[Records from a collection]

=== Section Start ===

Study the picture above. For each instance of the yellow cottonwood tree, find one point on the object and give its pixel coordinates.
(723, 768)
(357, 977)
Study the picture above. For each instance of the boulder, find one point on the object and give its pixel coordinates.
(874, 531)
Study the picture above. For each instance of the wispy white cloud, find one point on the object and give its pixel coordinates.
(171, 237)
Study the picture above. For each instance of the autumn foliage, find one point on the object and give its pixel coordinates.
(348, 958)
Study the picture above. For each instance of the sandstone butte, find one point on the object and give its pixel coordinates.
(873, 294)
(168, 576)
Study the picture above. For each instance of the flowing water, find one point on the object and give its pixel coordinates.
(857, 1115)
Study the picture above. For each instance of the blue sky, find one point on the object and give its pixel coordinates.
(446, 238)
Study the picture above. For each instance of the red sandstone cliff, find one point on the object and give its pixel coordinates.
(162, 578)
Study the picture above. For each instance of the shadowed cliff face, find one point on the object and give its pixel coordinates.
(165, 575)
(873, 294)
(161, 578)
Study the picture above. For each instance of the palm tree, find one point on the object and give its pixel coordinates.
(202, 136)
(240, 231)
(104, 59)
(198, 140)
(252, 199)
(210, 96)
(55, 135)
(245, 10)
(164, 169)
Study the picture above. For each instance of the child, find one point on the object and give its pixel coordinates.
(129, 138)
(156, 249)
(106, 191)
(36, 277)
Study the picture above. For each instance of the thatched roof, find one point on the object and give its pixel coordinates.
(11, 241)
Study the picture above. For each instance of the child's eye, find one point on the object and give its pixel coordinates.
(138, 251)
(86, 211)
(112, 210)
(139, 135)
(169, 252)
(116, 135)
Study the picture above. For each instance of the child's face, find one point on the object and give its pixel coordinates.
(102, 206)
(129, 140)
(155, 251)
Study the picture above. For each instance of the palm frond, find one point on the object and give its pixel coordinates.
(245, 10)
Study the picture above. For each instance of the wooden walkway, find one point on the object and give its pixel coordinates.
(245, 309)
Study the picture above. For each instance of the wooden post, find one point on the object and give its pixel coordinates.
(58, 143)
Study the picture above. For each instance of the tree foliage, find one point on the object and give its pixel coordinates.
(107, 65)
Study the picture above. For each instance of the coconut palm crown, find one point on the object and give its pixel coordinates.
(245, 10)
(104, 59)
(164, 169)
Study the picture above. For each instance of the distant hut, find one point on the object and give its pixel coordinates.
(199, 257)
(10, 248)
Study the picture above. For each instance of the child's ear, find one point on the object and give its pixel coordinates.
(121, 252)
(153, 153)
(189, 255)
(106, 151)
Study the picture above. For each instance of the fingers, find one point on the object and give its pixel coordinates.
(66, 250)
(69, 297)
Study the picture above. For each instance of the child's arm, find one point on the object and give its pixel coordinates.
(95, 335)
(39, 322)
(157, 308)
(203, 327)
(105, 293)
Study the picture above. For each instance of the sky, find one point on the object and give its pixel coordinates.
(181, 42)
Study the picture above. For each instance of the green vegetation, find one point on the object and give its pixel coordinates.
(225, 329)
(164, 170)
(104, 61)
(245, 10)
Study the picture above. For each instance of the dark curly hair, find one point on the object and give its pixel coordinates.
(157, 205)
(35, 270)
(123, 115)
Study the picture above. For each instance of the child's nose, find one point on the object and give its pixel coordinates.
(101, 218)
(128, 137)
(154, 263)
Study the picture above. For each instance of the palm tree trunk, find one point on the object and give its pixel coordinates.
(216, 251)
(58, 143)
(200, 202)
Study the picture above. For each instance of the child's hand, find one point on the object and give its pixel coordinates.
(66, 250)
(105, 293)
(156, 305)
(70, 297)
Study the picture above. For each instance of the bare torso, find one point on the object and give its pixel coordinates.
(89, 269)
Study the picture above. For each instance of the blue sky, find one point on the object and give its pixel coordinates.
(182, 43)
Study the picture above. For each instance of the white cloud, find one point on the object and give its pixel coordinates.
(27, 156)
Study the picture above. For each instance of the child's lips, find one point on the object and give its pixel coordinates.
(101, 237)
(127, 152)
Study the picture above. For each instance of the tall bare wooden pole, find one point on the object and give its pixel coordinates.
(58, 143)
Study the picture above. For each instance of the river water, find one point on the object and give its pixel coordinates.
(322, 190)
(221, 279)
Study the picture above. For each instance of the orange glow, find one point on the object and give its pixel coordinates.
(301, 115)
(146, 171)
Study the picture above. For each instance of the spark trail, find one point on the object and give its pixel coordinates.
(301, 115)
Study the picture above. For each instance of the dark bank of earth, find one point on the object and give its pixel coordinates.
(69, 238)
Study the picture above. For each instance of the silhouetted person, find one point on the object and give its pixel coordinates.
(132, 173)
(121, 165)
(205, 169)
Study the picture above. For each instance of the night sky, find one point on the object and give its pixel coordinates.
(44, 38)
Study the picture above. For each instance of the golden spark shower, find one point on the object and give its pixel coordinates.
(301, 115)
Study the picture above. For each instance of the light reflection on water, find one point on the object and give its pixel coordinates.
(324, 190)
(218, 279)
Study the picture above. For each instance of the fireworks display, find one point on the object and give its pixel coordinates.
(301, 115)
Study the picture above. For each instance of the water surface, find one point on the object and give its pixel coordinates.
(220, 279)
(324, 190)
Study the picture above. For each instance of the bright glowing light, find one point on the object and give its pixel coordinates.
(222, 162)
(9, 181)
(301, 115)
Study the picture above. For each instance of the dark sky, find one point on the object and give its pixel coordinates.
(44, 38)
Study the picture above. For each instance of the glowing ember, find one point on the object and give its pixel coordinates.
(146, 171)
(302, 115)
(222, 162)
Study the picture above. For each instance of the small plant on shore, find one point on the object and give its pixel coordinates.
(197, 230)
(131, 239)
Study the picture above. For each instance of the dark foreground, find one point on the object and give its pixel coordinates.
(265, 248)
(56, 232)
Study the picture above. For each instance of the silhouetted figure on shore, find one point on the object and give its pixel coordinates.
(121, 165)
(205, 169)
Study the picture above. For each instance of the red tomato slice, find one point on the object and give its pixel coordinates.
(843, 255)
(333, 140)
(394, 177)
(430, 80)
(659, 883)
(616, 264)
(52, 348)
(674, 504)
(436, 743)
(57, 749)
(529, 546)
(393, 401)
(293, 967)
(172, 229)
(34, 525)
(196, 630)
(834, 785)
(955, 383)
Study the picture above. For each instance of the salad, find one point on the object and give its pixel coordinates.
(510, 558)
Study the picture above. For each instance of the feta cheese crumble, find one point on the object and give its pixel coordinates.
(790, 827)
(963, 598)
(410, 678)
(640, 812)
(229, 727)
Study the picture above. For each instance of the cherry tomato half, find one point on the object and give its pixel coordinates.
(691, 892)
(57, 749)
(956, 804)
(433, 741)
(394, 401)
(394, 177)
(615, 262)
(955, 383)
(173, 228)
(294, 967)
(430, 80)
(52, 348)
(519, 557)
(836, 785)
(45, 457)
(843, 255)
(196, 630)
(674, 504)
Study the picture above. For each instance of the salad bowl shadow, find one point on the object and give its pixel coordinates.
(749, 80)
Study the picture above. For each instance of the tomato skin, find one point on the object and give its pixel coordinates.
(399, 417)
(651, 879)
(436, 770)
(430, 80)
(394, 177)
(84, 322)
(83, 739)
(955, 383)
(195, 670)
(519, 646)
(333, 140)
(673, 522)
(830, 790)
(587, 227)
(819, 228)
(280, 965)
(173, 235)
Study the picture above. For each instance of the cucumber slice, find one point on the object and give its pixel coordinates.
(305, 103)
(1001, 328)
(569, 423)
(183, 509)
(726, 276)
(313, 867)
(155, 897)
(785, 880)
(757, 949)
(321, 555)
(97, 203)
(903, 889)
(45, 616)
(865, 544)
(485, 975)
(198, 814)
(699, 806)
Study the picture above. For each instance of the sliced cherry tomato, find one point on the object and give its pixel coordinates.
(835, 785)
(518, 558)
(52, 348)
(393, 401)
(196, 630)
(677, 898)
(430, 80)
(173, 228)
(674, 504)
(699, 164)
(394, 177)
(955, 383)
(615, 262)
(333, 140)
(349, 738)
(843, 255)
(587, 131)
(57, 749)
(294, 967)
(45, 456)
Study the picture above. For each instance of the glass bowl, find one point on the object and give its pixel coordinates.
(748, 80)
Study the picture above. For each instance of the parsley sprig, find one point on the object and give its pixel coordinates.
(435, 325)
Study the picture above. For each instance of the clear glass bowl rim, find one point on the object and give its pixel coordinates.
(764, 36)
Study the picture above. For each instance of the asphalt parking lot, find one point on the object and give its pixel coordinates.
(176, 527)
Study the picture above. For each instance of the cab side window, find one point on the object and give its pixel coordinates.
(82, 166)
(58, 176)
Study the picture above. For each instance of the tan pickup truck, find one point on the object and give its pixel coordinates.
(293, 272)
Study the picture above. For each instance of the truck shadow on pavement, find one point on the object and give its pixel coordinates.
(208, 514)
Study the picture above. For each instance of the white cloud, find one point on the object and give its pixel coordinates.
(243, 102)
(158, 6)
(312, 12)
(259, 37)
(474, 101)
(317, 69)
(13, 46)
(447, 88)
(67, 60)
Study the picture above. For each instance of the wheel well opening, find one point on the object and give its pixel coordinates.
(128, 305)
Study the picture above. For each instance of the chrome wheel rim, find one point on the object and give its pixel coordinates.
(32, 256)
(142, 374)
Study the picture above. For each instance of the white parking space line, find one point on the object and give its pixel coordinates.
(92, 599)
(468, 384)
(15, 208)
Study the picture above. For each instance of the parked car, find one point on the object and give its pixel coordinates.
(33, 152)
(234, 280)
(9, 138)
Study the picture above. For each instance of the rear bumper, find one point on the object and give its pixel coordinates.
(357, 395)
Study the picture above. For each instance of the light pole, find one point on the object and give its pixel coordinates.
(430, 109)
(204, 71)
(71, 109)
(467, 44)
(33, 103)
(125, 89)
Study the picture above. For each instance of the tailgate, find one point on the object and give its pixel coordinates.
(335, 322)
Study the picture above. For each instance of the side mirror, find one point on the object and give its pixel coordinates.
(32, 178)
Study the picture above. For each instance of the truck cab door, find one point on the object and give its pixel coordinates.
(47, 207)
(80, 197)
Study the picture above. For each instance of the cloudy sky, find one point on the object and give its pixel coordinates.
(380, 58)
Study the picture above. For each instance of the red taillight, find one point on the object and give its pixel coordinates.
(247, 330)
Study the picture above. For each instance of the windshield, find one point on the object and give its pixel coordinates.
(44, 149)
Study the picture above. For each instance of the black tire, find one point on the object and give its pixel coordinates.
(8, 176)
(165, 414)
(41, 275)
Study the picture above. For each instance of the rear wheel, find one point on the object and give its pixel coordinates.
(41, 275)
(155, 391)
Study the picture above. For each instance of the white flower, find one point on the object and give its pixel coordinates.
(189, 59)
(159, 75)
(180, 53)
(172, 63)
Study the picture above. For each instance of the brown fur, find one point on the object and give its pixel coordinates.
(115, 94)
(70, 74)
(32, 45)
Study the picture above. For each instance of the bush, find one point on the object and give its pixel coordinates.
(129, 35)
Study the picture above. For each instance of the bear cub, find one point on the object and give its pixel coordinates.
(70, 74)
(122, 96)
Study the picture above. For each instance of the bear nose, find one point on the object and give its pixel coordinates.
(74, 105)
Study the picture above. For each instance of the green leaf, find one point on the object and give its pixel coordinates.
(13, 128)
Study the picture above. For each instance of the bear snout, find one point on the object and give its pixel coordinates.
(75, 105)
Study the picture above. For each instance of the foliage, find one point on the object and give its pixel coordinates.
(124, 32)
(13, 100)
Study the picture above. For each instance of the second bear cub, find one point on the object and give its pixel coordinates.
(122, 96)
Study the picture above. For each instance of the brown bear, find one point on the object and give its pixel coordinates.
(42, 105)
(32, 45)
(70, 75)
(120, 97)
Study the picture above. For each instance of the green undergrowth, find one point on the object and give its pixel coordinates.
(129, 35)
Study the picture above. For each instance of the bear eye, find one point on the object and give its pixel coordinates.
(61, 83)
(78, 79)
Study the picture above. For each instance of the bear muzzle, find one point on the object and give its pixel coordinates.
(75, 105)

=== Section End ===

* [Goal of the exercise]:
Nothing but the lines from the one containing "green undergrowth, find" through the last line of the data above should be set down, word for word.

* [Answer box]:
Study the picture above. For each instance of the green undergrowth, find one point on the object and give its pixel coordinates.
(129, 35)
Study the picture above. For each instance of the bear eye, find one point on the object and give its pixel coordinates.
(61, 83)
(78, 79)
Study the picture above. For each instance of the bear muzzle, find one point on the object and give its pixel coordinates.
(75, 105)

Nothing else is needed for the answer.